## STATED GOAL:
Rewrite everything from the line containing "Could you please outline every instance of the man's" down to the line containing "137), (115, 143)]", replacing "man's face" with "man's head" and leaving all else unchanged.

Data items
* START *

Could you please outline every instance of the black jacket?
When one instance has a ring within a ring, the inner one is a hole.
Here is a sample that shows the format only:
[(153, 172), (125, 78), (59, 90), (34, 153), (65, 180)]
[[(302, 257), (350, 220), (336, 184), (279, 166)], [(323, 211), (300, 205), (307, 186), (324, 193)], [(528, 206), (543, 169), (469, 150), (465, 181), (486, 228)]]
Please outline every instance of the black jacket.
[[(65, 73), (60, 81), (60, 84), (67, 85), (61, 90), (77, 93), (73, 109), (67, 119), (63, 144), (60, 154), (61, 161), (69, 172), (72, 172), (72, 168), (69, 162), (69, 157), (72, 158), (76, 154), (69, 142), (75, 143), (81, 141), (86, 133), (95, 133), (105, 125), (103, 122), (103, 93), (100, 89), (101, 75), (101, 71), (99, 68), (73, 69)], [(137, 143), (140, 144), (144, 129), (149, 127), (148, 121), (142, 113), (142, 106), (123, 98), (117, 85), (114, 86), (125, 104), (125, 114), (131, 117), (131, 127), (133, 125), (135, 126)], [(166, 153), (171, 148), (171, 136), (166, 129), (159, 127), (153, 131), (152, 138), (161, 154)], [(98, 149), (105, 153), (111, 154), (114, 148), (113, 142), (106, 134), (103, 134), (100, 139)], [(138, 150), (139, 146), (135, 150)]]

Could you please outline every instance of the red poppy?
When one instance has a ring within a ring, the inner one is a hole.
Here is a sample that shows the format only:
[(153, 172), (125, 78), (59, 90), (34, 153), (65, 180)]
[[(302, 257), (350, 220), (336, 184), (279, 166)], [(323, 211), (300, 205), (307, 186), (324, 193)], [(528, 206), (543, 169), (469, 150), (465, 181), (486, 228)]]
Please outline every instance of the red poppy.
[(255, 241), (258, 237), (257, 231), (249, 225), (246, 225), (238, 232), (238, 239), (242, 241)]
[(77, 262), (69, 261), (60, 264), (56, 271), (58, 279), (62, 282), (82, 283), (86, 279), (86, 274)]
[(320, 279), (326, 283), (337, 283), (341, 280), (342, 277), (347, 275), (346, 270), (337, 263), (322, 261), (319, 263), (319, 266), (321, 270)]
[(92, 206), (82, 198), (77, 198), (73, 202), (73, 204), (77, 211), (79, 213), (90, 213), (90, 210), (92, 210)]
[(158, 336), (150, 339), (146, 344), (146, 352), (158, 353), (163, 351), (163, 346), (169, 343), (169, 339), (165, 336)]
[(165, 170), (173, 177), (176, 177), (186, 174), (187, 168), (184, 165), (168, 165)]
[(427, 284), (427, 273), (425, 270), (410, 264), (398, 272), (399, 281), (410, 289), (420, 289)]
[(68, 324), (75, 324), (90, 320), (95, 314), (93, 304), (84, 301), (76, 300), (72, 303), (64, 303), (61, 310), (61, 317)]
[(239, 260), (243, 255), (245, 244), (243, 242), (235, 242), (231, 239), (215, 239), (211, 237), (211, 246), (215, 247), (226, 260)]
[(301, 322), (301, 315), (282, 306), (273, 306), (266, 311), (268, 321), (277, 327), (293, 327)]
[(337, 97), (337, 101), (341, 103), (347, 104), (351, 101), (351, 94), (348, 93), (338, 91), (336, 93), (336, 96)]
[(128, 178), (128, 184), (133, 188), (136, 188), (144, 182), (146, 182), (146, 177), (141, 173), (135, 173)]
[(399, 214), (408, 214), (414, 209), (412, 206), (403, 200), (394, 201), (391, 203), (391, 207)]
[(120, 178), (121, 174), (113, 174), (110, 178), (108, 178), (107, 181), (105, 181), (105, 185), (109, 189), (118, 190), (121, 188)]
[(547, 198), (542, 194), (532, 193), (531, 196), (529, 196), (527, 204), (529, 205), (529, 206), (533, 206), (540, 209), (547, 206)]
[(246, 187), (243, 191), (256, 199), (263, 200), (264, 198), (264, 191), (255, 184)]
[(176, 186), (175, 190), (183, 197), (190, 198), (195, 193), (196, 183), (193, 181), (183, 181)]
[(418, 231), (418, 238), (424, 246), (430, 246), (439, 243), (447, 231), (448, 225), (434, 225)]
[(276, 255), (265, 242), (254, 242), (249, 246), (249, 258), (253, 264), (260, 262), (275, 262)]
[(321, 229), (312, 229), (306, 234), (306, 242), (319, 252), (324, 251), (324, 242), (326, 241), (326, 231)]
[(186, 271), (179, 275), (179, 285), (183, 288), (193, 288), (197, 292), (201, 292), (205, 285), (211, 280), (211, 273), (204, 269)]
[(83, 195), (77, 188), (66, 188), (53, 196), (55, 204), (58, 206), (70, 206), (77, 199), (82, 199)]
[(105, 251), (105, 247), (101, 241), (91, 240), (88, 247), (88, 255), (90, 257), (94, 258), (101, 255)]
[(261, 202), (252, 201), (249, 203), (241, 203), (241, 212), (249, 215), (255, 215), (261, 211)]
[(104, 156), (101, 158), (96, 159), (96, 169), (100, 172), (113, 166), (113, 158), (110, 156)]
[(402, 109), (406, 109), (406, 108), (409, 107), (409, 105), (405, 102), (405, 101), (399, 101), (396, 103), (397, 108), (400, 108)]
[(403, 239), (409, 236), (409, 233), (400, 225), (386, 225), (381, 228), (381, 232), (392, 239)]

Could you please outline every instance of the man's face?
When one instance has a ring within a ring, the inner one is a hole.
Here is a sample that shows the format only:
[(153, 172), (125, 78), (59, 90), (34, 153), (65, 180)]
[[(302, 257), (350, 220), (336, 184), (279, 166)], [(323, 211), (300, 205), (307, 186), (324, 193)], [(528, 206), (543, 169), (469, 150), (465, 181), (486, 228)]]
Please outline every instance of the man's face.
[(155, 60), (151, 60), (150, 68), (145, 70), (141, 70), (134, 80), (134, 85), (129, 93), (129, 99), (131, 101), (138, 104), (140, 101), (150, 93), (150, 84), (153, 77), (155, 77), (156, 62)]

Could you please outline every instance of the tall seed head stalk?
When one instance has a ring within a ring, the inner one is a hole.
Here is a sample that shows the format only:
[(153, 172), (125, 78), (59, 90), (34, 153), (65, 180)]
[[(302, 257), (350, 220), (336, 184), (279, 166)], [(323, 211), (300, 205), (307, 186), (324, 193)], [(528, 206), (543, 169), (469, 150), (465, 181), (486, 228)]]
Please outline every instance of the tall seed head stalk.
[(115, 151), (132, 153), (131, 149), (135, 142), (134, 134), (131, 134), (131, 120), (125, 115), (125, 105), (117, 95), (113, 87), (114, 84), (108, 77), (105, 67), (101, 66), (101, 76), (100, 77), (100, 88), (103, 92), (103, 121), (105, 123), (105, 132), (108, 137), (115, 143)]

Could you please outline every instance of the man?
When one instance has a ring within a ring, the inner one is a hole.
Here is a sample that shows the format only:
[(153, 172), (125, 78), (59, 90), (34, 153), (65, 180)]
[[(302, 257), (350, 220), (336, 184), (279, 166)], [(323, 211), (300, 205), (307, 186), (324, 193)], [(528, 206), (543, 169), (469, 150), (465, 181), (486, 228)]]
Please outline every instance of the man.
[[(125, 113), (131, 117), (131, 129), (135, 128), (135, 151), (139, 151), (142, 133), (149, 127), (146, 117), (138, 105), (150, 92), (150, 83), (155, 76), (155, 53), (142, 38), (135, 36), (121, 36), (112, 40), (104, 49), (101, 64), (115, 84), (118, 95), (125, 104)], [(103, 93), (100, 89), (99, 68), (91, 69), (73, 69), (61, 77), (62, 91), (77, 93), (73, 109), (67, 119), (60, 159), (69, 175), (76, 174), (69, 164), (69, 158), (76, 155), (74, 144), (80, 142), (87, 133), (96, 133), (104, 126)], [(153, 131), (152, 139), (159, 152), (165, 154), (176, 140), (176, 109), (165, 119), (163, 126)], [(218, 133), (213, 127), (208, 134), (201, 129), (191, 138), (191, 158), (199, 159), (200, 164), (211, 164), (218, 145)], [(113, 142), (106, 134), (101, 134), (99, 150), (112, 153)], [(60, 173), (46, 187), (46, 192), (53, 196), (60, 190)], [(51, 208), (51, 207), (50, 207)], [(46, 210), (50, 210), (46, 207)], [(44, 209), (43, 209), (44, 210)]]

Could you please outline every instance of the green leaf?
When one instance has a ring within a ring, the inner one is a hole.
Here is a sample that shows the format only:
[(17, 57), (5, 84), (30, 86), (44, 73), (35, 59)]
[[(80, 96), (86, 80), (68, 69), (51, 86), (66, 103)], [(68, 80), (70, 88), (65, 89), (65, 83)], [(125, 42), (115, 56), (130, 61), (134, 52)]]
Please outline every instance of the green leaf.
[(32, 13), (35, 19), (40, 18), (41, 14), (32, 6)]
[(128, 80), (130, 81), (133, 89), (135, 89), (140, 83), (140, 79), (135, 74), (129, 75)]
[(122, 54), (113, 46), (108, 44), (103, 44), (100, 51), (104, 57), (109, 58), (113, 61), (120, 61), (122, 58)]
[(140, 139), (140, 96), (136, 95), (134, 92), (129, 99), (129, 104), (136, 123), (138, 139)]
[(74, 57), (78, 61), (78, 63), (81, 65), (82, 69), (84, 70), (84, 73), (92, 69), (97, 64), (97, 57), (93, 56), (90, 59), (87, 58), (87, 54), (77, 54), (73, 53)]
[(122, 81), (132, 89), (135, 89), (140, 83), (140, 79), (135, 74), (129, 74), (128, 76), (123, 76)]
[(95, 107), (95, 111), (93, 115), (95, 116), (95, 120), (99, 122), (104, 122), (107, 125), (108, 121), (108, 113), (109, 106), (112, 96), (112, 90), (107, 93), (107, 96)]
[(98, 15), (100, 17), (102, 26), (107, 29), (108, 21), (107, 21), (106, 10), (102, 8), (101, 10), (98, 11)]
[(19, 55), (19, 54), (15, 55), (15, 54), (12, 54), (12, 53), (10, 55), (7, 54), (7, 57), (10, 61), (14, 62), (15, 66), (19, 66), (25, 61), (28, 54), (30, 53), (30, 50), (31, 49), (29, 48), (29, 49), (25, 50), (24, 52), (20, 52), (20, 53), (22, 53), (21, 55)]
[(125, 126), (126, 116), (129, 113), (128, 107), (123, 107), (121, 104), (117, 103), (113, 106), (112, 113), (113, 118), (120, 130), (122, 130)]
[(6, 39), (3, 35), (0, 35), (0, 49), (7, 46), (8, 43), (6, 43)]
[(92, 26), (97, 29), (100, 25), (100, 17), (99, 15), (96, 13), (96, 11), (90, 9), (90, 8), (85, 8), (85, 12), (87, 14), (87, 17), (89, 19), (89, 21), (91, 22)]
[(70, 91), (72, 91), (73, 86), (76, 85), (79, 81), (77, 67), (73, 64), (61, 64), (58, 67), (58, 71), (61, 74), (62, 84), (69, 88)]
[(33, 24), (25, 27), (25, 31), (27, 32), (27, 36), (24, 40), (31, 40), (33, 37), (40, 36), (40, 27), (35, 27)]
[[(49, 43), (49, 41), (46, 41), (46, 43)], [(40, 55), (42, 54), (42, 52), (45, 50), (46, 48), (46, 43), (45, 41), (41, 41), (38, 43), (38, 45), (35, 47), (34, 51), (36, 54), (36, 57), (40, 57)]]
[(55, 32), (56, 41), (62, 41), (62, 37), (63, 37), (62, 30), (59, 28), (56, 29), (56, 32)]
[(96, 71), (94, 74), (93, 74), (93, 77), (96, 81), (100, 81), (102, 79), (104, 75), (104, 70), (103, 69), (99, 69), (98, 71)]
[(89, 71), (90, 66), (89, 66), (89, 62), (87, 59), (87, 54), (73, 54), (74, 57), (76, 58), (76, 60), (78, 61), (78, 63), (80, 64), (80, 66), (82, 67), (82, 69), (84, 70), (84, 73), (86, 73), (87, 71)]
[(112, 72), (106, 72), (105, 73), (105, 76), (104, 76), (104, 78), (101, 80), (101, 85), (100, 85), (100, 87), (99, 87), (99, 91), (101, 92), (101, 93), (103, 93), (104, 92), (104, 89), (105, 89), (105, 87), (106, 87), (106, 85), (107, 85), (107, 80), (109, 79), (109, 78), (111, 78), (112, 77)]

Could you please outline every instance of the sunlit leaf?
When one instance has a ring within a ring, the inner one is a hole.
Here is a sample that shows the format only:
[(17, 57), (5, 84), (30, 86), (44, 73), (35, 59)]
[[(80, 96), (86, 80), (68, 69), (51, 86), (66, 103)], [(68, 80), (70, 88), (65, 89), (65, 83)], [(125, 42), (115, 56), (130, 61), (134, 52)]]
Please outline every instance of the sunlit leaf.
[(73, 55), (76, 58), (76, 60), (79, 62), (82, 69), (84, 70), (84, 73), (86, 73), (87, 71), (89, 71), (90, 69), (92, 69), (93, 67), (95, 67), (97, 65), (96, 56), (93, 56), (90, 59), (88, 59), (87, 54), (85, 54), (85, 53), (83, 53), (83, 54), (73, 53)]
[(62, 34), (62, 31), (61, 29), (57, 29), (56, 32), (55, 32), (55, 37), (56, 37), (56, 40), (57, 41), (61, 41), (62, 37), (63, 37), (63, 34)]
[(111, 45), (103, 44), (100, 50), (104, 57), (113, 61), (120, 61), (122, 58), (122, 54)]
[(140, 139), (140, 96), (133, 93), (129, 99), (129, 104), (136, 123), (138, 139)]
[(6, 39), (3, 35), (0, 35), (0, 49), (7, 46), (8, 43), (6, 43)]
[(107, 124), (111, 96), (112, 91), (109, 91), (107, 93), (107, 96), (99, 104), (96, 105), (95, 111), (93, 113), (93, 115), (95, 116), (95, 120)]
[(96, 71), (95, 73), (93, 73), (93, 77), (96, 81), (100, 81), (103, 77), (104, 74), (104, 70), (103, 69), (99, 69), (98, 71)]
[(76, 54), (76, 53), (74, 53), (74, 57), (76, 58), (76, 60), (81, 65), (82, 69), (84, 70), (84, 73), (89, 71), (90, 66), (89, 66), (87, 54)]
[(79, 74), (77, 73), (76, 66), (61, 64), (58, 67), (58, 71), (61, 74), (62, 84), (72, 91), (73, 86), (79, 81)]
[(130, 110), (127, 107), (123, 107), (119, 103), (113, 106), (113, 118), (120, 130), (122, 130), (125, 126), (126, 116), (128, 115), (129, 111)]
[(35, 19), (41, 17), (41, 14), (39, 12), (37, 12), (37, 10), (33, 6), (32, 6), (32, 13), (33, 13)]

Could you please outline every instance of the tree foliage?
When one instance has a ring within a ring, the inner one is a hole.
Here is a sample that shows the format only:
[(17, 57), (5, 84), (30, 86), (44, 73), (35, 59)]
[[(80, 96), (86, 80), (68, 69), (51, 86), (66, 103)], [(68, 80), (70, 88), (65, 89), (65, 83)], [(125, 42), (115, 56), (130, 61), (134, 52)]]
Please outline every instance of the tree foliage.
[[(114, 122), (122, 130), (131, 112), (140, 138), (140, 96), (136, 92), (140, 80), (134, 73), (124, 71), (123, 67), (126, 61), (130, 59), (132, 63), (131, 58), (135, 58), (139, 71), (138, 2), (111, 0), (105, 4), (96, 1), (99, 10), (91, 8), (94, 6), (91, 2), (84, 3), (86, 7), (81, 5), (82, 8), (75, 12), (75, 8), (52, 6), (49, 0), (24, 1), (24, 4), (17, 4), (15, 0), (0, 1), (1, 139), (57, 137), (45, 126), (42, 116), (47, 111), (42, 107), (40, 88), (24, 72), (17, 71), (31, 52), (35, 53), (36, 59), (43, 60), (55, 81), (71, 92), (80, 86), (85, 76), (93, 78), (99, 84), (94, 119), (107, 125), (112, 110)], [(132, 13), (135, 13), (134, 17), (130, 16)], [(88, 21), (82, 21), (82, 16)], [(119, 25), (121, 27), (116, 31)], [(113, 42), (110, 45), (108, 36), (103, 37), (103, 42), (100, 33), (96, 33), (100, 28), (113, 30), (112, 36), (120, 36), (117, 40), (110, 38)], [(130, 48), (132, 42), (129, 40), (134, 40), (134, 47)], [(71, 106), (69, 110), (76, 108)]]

* END *

## RESULT FOR THIS TASK:
Could you please outline every instance of the man's head?
When one instance has a ring within a ring, the inner one is a hole.
Here is a sample that shows the format only:
[(153, 172), (125, 78), (59, 90), (34, 153), (65, 180)]
[[(302, 257), (350, 220), (336, 184), (279, 166)], [(323, 211), (300, 205), (307, 186), (324, 193)], [(528, 206), (543, 169), (469, 150), (465, 181), (486, 228)]]
Please outline every instance of the man's head.
[(155, 60), (151, 60), (150, 68), (145, 70), (141, 70), (134, 80), (134, 85), (129, 93), (129, 99), (131, 101), (138, 104), (140, 101), (150, 93), (150, 84), (153, 77), (155, 77), (156, 62)]

Could you please outline every instance of the tall seed head stalk?
When one instance has a ring within a ring, the inner one is a hole.
Here is a sample that shows the format only:
[(153, 172), (125, 78), (59, 90), (34, 153), (65, 180)]
[[(302, 257), (350, 220), (336, 184), (279, 166)], [(323, 211), (300, 205), (307, 186), (324, 193)], [(528, 206), (543, 169), (469, 150), (465, 181), (486, 228)]]
Please outline every instance of the tall seed head stalk.
[(115, 151), (132, 153), (131, 149), (135, 142), (134, 134), (131, 134), (131, 120), (125, 115), (125, 105), (117, 95), (113, 87), (114, 84), (108, 77), (105, 67), (101, 66), (101, 76), (100, 77), (100, 88), (103, 92), (103, 121), (105, 123), (105, 132), (108, 137), (115, 143)]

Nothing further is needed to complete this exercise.